What is expected =
Return, from the listing below, each line where the word "sign" appears.
########
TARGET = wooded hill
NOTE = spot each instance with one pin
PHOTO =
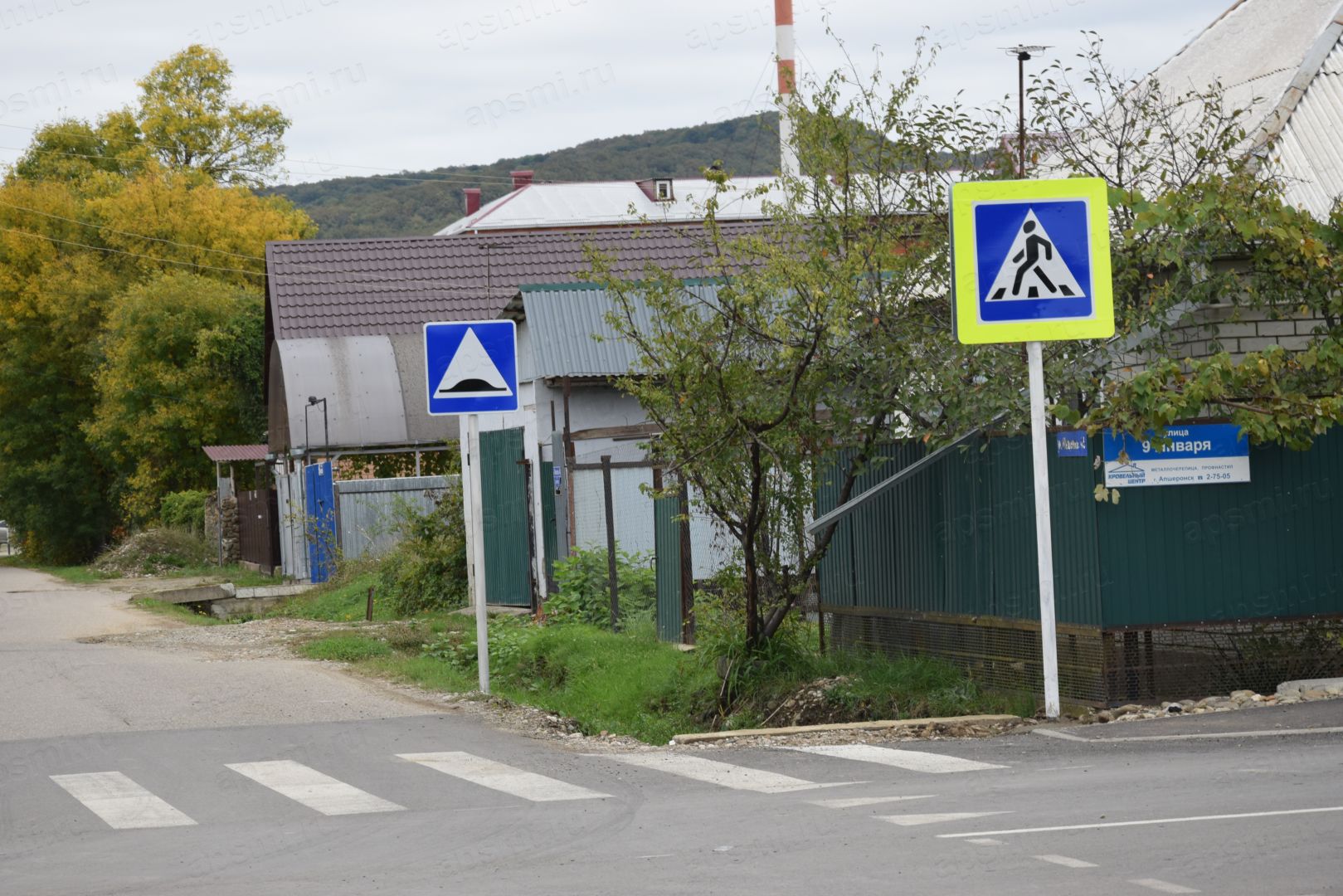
(421, 203)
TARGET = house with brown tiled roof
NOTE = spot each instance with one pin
(345, 332)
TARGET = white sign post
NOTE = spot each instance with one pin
(1044, 535)
(472, 370)
(1030, 264)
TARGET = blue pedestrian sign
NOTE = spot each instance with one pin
(470, 367)
(1032, 261)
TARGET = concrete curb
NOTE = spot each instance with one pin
(888, 724)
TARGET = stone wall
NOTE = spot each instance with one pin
(231, 546)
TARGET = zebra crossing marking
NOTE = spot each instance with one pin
(937, 818)
(496, 776)
(932, 763)
(722, 774)
(314, 789)
(119, 801)
(853, 802)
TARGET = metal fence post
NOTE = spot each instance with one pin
(610, 542)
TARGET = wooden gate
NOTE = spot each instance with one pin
(258, 528)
########
Exercise answer =
TARGET = white sign post
TARGET = blue pedestrian sign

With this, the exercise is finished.